___ RECORDS PROVIDED ___
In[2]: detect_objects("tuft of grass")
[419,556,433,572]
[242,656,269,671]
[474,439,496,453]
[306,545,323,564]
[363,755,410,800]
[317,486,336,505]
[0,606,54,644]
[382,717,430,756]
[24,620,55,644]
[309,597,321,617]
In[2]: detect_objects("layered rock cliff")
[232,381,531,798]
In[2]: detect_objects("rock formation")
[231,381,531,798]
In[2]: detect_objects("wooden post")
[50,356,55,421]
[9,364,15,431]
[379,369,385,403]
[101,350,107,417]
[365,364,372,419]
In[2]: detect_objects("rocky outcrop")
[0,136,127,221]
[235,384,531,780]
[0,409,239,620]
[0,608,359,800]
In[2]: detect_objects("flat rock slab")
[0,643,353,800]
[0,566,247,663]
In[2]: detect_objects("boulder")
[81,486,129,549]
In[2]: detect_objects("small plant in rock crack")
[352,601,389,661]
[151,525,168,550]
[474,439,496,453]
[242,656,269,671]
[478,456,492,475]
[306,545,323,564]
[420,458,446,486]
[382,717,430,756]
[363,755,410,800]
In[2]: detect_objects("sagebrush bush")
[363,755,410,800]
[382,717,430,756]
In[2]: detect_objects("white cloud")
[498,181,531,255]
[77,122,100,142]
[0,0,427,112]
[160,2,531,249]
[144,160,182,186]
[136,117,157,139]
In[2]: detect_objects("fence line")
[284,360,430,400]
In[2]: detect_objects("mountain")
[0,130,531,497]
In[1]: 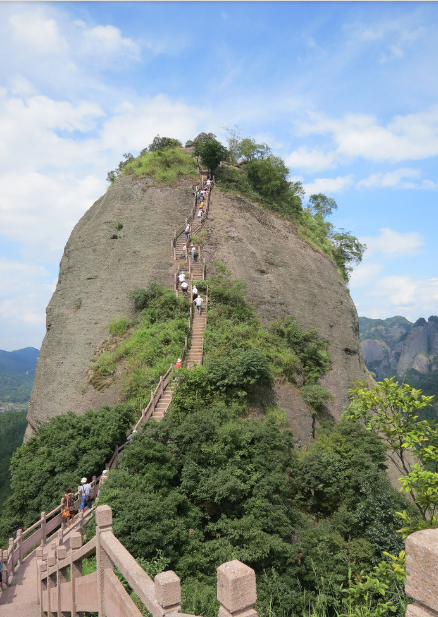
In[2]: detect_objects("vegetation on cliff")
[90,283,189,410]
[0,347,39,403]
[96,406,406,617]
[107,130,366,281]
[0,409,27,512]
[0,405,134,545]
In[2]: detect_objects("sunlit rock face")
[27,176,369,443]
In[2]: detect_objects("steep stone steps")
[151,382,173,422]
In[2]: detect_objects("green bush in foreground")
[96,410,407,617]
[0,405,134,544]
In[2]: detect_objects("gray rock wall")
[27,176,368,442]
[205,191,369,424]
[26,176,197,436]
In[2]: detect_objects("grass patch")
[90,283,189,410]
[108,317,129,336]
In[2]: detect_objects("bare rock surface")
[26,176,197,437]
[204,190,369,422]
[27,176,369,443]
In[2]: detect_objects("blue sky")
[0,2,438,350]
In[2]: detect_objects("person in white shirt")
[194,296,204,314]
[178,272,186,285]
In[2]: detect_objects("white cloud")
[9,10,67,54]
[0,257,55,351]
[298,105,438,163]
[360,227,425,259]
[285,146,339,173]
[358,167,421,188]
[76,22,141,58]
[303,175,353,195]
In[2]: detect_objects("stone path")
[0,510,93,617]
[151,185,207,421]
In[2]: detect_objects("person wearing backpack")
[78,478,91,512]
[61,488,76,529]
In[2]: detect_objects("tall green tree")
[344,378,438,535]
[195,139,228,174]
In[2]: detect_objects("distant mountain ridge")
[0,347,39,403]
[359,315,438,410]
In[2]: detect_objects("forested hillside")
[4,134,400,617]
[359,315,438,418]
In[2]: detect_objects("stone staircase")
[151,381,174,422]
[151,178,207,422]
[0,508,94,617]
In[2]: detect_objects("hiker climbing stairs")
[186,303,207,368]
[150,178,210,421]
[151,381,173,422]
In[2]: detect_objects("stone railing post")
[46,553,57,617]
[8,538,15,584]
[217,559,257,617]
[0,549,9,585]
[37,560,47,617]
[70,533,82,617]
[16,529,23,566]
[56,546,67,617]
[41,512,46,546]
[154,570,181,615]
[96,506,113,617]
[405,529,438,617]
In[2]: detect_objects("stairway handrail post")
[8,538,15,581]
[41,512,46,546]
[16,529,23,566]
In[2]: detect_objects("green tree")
___
___ RECORDS PROVIDED ___
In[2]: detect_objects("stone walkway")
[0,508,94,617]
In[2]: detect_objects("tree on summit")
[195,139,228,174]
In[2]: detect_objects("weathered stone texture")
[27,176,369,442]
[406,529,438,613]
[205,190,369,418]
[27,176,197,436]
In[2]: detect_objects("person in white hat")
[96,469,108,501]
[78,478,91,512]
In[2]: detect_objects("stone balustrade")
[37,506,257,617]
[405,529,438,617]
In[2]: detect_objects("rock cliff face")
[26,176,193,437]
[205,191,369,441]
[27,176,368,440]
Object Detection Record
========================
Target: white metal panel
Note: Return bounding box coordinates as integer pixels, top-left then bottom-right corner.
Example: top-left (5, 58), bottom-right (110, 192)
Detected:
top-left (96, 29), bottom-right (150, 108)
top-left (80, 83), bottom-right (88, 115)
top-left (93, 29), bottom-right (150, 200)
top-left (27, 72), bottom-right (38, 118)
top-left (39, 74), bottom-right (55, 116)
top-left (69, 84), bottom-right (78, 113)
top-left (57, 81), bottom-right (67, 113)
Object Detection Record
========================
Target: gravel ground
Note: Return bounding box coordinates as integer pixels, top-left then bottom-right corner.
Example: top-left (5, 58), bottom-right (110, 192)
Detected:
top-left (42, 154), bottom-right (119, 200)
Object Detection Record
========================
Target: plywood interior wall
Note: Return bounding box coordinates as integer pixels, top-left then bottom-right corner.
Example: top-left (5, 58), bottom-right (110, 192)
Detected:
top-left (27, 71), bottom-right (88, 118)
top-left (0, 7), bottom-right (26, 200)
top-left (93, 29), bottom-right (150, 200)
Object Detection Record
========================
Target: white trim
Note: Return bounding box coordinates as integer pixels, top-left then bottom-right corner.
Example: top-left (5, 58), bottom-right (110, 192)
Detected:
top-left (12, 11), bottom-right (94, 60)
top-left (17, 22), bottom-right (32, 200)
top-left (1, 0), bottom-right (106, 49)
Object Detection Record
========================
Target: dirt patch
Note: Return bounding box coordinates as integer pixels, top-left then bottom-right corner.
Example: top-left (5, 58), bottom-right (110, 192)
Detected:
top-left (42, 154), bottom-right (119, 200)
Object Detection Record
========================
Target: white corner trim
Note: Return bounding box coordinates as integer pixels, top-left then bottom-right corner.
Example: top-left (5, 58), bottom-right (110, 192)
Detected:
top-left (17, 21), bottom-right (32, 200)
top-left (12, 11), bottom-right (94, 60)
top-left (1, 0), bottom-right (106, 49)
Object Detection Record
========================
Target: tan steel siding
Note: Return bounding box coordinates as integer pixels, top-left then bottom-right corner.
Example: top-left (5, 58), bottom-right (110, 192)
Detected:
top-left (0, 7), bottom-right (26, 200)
___
▸ SHORT PROBLEM: Identify every line in the records above that contains the string "person", and copy each one in full.

▸ EXERCISE ANSWER:
In[2]: detect_objects("person in white shirt")
In[2]: detect_objects("person wearing backpack")
In[2]: detect_objects("person in white hat")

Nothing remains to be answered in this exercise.